_Problem statement_.
Working from the records beneath this line, reproduce each one exactly.

_Saved entries_.
____

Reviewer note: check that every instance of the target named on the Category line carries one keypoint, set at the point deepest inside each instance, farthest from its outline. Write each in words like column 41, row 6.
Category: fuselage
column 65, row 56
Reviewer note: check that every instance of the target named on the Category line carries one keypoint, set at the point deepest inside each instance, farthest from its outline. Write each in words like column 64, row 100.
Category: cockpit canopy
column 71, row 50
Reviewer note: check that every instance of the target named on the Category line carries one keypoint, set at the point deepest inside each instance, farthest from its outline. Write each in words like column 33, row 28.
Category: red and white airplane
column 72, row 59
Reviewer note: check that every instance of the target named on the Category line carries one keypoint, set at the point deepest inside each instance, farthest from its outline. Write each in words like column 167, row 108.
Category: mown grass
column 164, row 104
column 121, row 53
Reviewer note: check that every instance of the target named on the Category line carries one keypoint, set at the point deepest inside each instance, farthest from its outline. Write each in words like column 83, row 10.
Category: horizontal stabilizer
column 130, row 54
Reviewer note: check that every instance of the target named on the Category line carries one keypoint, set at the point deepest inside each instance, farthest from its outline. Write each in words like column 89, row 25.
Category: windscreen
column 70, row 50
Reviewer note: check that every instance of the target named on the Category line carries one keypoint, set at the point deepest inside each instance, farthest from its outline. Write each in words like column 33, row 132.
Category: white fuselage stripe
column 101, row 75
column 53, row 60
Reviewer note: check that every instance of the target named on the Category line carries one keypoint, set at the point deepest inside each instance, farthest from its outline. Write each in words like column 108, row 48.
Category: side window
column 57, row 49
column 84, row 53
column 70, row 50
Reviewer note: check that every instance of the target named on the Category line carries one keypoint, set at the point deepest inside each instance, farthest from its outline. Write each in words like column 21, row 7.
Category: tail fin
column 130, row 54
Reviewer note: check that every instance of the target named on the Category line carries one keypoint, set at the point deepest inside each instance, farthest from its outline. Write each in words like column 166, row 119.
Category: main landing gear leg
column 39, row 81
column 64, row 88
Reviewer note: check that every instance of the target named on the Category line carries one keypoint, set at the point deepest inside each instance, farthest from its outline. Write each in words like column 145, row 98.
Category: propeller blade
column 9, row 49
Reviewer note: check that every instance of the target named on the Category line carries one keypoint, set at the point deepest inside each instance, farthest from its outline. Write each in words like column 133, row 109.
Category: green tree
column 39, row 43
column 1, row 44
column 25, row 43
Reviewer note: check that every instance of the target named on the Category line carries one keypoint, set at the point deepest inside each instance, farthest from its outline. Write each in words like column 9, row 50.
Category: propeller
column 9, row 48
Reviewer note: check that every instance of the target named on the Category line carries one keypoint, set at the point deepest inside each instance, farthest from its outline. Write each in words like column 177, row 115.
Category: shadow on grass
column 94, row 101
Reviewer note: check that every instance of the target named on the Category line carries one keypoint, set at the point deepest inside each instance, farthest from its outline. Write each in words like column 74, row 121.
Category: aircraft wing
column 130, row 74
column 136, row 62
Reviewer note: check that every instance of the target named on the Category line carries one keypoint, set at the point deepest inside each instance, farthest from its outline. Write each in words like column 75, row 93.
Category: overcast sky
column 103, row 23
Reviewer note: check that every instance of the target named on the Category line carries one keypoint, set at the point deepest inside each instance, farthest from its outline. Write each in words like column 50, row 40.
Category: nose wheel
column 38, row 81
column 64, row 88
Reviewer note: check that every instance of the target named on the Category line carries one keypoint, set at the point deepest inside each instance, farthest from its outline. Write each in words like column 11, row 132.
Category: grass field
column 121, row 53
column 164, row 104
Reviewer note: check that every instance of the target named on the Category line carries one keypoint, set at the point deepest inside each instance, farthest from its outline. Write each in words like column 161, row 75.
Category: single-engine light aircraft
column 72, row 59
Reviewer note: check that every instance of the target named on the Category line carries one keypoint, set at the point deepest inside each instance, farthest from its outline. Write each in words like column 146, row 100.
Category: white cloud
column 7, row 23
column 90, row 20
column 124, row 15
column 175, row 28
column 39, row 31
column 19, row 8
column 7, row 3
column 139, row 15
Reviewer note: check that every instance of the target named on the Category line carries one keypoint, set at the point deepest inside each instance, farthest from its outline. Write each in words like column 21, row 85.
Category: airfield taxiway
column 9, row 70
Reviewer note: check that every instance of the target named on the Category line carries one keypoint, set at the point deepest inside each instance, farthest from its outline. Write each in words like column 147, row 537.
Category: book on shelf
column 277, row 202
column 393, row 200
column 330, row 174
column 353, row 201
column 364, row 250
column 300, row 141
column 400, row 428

____

_Final answer_.
Reviewer note: check that every instance of the target named on the Category line carries one keypoint, set at the point deepest inside each instance, farthest from its outline. Write each in words like column 41, row 6.
Category: fuselage
column 65, row 56
Reviewer note: check that every instance of the target named on the Category line carries one keypoint, set at the point deepest inside each instance, farthest from its outline. Write each in words like column 64, row 100.
Category: cockpit canopy
column 71, row 50
Reviewer note: check that every instance of the target named on the Category line carries one keypoint, set at the point deepest inside each instance, farthest from its outline. Write each in words like column 33, row 28.
Category: red and white airplane
column 72, row 59
Reviewer note: check that every instance of the target named on the Category line carries one keypoint, set at the point deepest inside each instance, farthest from its outline. Write each in words like column 167, row 108.
Category: mown grass
column 164, row 104
column 121, row 53
Reviewer note: check that every instance of the target named on the Category line carries one keypoint, set at the point deepest inside each instance, farthest from its outline. Write each in words like column 83, row 10.
Category: horizontal stabilizer
column 130, row 54
Reviewer note: check that every instance of the target named on the Category line carries one keypoint, set at the point deepest inside each instance, farthest from its outline. Write each in words like column 89, row 25.
Category: windscreen
column 70, row 50
Reviewer note: check that every instance of the target named on the Category line carries one keypoint, set at the point deepest inside each instance, farthest from its outline. Write each in words like column 33, row 132.
Category: white fuselage stripe
column 101, row 75
column 53, row 60
Reviewer note: check that every instance of the target named on the Category line carries one keypoint, set at the point deepest inside each instance, farthest from its outline. Write each in words like column 108, row 48.
Category: side window
column 57, row 49
column 84, row 53
column 70, row 50
Reviewer note: check that every instance of the target named on the Category line carries one keypoint, set at the point deepest inside each instance, farthest from its outline. Write each in words like column 21, row 7.
Category: tail fin
column 130, row 54
Reviewer note: check that every instance of the target named on the Category line carries one keypoint, set at the point deepest inside each instance, farthest from its outline. Write each in words like column 166, row 119.
Category: main landing gear leg
column 39, row 81
column 64, row 88
Reviewer note: check that every instance of the target named on the Category line carries one keypoint, set at the point deepest inside each instance, farthest from its outline. Write each in words like column 145, row 98.
Category: propeller blade
column 9, row 49
Reviewer note: check that every instance of the target named on the Category line carries one keypoint, set at the point deepest inside each instance, farthest from its outline. Write each in words like column 133, row 109.
Category: green tree
column 39, row 43
column 1, row 44
column 25, row 43
Reviewer note: check that every instance of the target named on the Category line carries one keypoint, set at the point deepest inside each instance, farthest from its outline. Write each in words like column 9, row 50.
Category: propeller
column 9, row 48
Reviewer note: check that every instance of the target named on the Category line carries one keypoint, set at the point deepest inside each instance, farthest from its outline. Write each in words like column 177, row 115.
Category: shadow on grass
column 94, row 101
Reviewer note: check that every instance of the target named on the Category line carries one keypoint, set at the point deepest inside each instance, farthest from its outline. Write each in words like column 74, row 121.
Category: aircraft wing
column 130, row 74
column 136, row 62
Reviewer note: check that every instance of the target named on the Category line carries one keypoint, set at the point deepest inside each instance, farthest from its outline. Write each in words like column 75, row 93.
Category: overcast sky
column 103, row 23
Reviewer note: check that every instance of the target named on the Category line carries one keypoint, set at the point deepest inside each instance, farthest from its outline. Write each in words like column 50, row 40.
Category: nose wheel
column 38, row 81
column 64, row 88
Reviewer note: check that every instance of the target named on the Category line carries one keypoint, set at the point deepest inside each instance, farthest from its outline. Write each in words like column 11, row 132.
Category: grass field
column 121, row 53
column 164, row 104
Reviewer note: check that every instance of the target named on the Category line carries one keypoint, set at the point deepest inside each instance, farthest from its outline. Write each in words like column 161, row 75.
Category: single-engine light aircraft
column 72, row 59
Reviewer note: check that every instance of the target named on the Category line carries one keypoint, set at the point deepest inside each instance, farthest from its outline. Write each in words like column 146, row 100.
Category: white cloud
column 7, row 23
column 90, row 20
column 124, row 15
column 175, row 28
column 39, row 31
column 19, row 8
column 7, row 3
column 139, row 15
Reviewer note: check that every instance of the target named on the Category line carries one keypoint, set at the point deepest inside each instance, farthest from its outline. Write each in words like column 21, row 85.
Category: airfield taxiway
column 9, row 70
Reviewer note: check that every instance of the target named on the Category line carries one keypoint, set at the point deepest inside each instance, farthest from its outline. Write each in words like column 147, row 537.
Category: book on shelf
column 277, row 202
column 393, row 200
column 330, row 174
column 353, row 201
column 364, row 250
column 300, row 141
column 400, row 428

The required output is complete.